- [Directions]:
A. According to the passage on the fodder radish and soybean experiment, about how much dry aerial biomass did the fodder radish yield when it was chemically desiccated?
B. Continue the passage on the fodder radish and soybean experiment from the point where it stops.

From September 1999 to March 2003, the experimental area was used for several soil erosion studies under simulated rainfall. Details about tillage methods and cropping practices used in this experimental period can be found in Mello et al. (2003) and Leite et al. (2004). In April 2003, the experimental area was seeded to fodder radish (Raphanus sativus), with the purpose to produce aerial biomass for the present study, except the portion reserved for the plots for the control treatment (uncultivated, conventionally-tilled). No limestone or fertilizers were applied to the plots. In the no-tillage treatment, fodder radish seeds were manually distributed over the soil surface, immediately before harvesting the previous corn crop (Zea mays), with the residues being manually laid down over the fodder radish seeds. In the area used for the plots conventionally-tilled, cultivated soil treatment, fodder radish seeds were also manually distributed over the soil surface, immediately after tillage, being incorporated into the soil by manually dragging a tree log over the seeds. In October 2003, at the full flowering cropstage, the fodder radish was chemically desiccated, yielding about 4 Mg ha-1 of dry aerial biomass. This crop residue was then entirely left on the soil surface for two no-tillage treatments, partially burned for another no-tillage treatment, and incorporated into the soil for the conventionally-tilled, cultivated soil treatment, as better specified below. These management forms for the fodder radish crop residue were established in duplicate, at the very end of October 2003, to plant the soybean crop (Glycine max) for this research.

- [Given information]:
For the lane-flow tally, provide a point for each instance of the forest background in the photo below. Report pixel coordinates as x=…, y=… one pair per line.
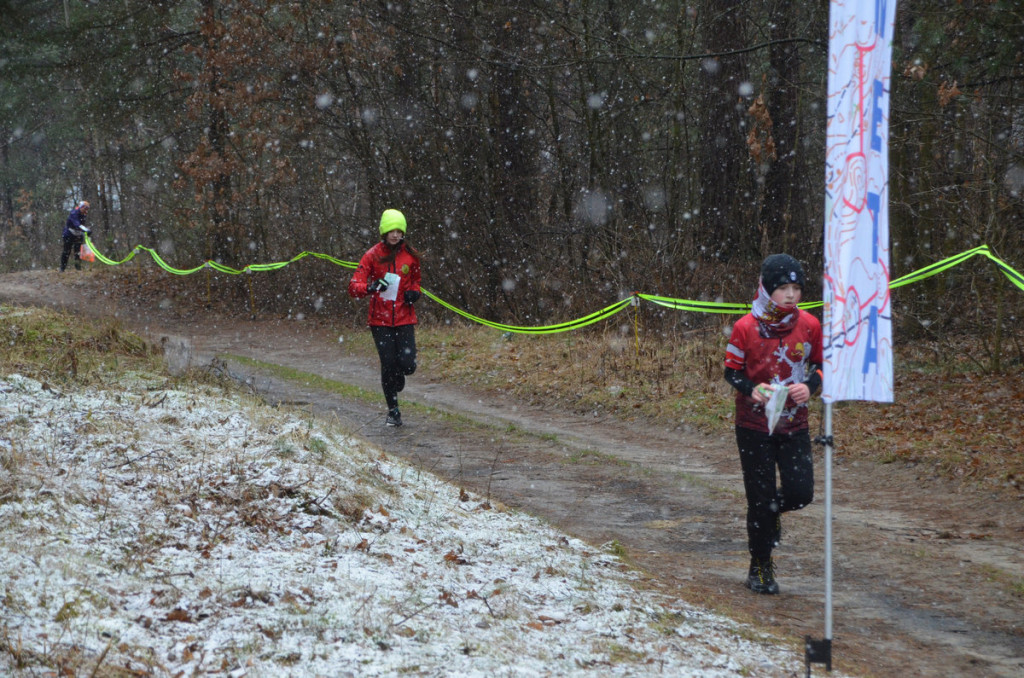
x=552, y=157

- [Solved tasks]:
A. About 4 Mg ha-1.

B.
The soil tillage systems consisted of: i) conventional tillage on bare soil, continuously uncultivated – control treatment (CTBS); ii) conventional tillage on soil continuously cultivated with crop residue incorporated into the plow layer (CTCS); iii) no-tillage, continuously cultivated, on never-tilled soil with crop residue partially burned and left on the surface (NTRB); iv) no-tillage, continuously cultivated, on never-tilled soil with crop residue chemically desiccated and left on the surface (NTRD); and v) no-tillage, continuously cultivated, 4-years interrupted soil tillage with crop residue chemically desiccated and left on the surface - previously referred to as traditional no tillage (NTRT). Soil tillage in CTBS and CTCS treatments was performed by plowing the soil once and disking it twice, respectively to the 0.18 to 0.20 m and 0.12 to 0.15 m soil depths, along the slope direction. No-tillage treatments were sown using a no-till planter machine, provided with an unlined, double-disk seed opener. This machine simultaneously places fertilizers and seeds into the soil. Soybean was seeded at a spacing of 0.5 m, placing 18 seeds per linear meter, in the direction of tillage (up-and-down slope), at the beginning of November 2003. Fertilizers applied at the time of planting consisted of 142 kg ha-1 of triple phosphate and 150 kg ha-1 of potassium chloride. Weeds were manually controlled throughout the experimental period.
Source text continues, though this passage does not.